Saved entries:

-------

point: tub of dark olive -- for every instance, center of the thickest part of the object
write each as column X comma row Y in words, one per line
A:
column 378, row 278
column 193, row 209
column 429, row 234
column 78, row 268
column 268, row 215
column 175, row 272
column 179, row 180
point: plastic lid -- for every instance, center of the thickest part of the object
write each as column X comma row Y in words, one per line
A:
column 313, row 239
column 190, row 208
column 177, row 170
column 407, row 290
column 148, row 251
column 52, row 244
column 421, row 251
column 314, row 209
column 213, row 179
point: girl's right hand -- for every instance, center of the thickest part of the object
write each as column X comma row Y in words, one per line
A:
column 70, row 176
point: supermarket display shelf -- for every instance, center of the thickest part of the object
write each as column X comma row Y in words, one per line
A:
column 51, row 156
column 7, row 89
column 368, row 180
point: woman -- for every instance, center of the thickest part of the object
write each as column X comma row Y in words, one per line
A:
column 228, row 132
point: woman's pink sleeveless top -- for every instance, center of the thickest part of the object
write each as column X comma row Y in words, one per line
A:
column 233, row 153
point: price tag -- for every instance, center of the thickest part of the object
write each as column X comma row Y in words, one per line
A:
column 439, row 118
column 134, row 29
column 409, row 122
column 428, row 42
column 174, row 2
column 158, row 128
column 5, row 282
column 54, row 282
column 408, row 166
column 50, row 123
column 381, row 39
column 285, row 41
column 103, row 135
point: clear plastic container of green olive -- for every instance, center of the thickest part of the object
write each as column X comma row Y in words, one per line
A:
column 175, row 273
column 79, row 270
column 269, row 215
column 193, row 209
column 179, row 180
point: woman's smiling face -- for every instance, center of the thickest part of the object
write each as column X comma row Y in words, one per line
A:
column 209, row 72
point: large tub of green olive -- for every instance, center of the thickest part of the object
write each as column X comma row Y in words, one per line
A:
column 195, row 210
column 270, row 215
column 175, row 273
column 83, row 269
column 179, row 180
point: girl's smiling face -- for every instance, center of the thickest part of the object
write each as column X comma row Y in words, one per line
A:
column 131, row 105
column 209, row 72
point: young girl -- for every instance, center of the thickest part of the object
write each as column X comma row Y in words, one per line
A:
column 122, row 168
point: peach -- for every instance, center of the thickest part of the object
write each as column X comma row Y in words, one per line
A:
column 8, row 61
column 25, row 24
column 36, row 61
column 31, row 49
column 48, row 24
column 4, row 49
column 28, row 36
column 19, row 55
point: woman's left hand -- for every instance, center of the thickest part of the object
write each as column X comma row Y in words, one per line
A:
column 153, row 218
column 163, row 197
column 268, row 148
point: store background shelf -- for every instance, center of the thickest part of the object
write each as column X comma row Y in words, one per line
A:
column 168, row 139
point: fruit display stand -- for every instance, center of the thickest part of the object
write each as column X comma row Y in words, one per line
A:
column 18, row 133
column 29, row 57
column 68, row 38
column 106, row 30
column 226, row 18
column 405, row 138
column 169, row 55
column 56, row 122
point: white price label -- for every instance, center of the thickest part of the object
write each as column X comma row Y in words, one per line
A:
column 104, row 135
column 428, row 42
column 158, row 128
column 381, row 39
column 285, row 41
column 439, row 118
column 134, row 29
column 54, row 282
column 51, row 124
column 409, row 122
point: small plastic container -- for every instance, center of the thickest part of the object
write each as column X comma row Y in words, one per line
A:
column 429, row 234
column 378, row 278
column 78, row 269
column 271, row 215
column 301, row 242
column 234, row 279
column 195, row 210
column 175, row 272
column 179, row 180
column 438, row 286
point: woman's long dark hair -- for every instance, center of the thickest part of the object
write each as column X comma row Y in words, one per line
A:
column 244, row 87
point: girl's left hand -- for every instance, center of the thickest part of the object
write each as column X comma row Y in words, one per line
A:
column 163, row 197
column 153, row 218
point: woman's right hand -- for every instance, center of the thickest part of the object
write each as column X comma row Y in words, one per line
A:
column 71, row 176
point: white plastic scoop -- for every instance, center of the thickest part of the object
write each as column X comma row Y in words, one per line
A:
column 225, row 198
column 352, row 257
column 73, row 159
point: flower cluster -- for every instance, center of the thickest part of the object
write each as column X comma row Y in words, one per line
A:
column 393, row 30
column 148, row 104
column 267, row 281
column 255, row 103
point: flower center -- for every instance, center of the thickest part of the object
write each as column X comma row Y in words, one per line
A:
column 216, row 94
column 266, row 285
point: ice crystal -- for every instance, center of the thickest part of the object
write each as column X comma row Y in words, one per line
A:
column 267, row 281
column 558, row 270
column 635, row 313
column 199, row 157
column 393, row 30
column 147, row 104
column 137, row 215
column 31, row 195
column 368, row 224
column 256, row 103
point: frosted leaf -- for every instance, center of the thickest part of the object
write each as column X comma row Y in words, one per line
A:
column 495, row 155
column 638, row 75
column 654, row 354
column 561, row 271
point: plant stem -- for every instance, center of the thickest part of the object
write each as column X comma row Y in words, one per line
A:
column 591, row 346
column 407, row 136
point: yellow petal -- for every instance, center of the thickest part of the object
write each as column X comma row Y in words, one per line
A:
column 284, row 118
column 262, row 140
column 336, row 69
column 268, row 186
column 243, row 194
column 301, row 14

-------

PROBLEM: The expected response is the full set of records, reproduced exactly.

RESULT FOR THIS TASK:
point: tub of dark olive -- for every instance, center of the thickest part of the object
write each as column X comma row Y in words, one per line
A:
column 378, row 278
column 193, row 209
column 429, row 234
column 78, row 268
column 268, row 215
column 175, row 272
column 179, row 180
point: plastic lid -- for every instance, center of the thickest part of the object
write each as column X comma row Y in words, one per line
A:
column 313, row 239
column 190, row 208
column 177, row 170
column 407, row 290
column 148, row 251
column 52, row 244
column 421, row 251
column 314, row 209
column 213, row 179
point: girl's right hand -- for every instance, center of the thickest part of the object
write each as column X comma row Y in words, one per line
A:
column 70, row 176
point: supermarket display shelf -- for every instance, center of the thickest part of the object
write each as column X comma row Y in words, one per line
A:
column 51, row 156
column 7, row 89
column 368, row 180
point: woman -- for every instance, center of the thickest part of the object
write each as column X comma row Y in words, one per line
A:
column 228, row 132
point: woman's pink sleeveless top -- for every instance, center of the thickest part of the object
write each as column X comma row Y in words, one per line
A:
column 233, row 153
point: price tag -- for every instance, center of the thickest part of the object
write each as column X comma row Y in words, one per line
A:
column 439, row 118
column 134, row 29
column 409, row 122
column 428, row 42
column 174, row 2
column 158, row 128
column 5, row 282
column 54, row 282
column 408, row 166
column 50, row 123
column 381, row 39
column 285, row 41
column 103, row 135
point: clear plastic container of green olive -- for every instance, center of the thickest part of the object
write each as column X comma row Y in words, one per line
A:
column 175, row 273
column 79, row 270
column 269, row 215
column 193, row 209
column 179, row 180
point: woman's smiling face -- for every instance, center of the thickest part of the object
write each as column X comma row Y in words, one per line
A:
column 209, row 72
point: large tub of green olive -- for every instance, center of the thickest part of the object
write each as column X comma row Y in words, one per line
A:
column 195, row 210
column 270, row 215
column 175, row 273
column 83, row 269
column 179, row 180
point: girl's smiling face -- for every instance, center of the thickest part of the object
write each as column X comma row Y in words, one per line
A:
column 131, row 105
column 209, row 72
point: young girl -- for every instance, center of the thickest part of the object
write each as column X comma row Y in words, one per line
A:
column 122, row 168
point: peach -- for every instance, center of the thickest part of the object
write each as column X comma row Y in words, one per line
A:
column 8, row 61
column 25, row 24
column 36, row 61
column 31, row 49
column 48, row 24
column 4, row 49
column 28, row 36
column 19, row 55
point: woman's left hand -- for every instance, center of the thickest part of the object
write each as column X comma row Y in words, one per line
A:
column 153, row 218
column 163, row 197
column 268, row 148
point: store background shelf -- for every instance, center of the thickest part of the object
write each as column X comma row Y in words, one per line
A:
column 168, row 139
point: fruit display stand -- for every instance, center of the thickest part of the object
write each as column X comma row Y in words, one per line
A:
column 18, row 133
column 29, row 57
column 68, row 38
column 106, row 30
column 226, row 18
column 405, row 138
column 169, row 55
column 56, row 122
point: white price label -- for every instance, center of the thickest part of the object
write each as column X comma row Y in words, one per line
A:
column 104, row 135
column 428, row 42
column 158, row 128
column 381, row 39
column 285, row 41
column 439, row 118
column 134, row 29
column 54, row 282
column 51, row 124
column 409, row 122
point: small plastic container -- for every instance, center of the thickest part of the object
write each as column X comma row Y in words, one per line
A:
column 429, row 234
column 378, row 278
column 78, row 269
column 271, row 215
column 301, row 242
column 234, row 279
column 195, row 210
column 175, row 272
column 179, row 180
column 438, row 286
point: woman's long dark hair -- for every instance, center of the thickest part of the object
write each as column X comma row Y in words, one per line
A:
column 244, row 87
point: girl's left hand -- for every instance, center of the thickest part of the object
write each as column X comma row Y in words, one per line
A:
column 163, row 197
column 153, row 218
point: woman's right hand -- for every instance, center of the thickest part of the object
write each as column X comma row Y in words, one per line
A:
column 71, row 176
point: white plastic scoop -- for every instance, center of the thickest part of the object
write each as column X comma row Y in words, one per line
A:
column 225, row 198
column 352, row 257
column 73, row 159
point: flower cluster -- for every instance, center of the thickest part of the object
write each as column X comma row Y in words, one per line
A:
column 393, row 30
column 148, row 104
column 267, row 281
column 255, row 103
point: flower center -- for every instance, center of the thickest part of the object
write each as column X comma row Y in words, one per line
A:
column 216, row 94
column 266, row 285
point: ice crystal -- for every instance, center of the thickest part of the object
write each as column X comma row Y in words, one per line
A:
column 267, row 281
column 558, row 270
column 635, row 313
column 199, row 157
column 393, row 30
column 147, row 104
column 137, row 215
column 31, row 195
column 368, row 224
column 256, row 103
point: frosted leaf -- for every instance, center of the thickest part of the object
write each as column X comma row Y in words, one per line
A:
column 495, row 155
column 638, row 75
column 654, row 354
column 561, row 271
point: plant stem -- for every instance, center of the thickest part of the object
write each as column X comma row Y in words, one per line
A:
column 591, row 346
column 407, row 136
point: yellow petal -- for every instance, center of the thickest part of the object
write each as column X comma row Y in words, one per line
A:
column 284, row 118
column 262, row 140
column 336, row 69
column 268, row 186
column 243, row 194
column 301, row 14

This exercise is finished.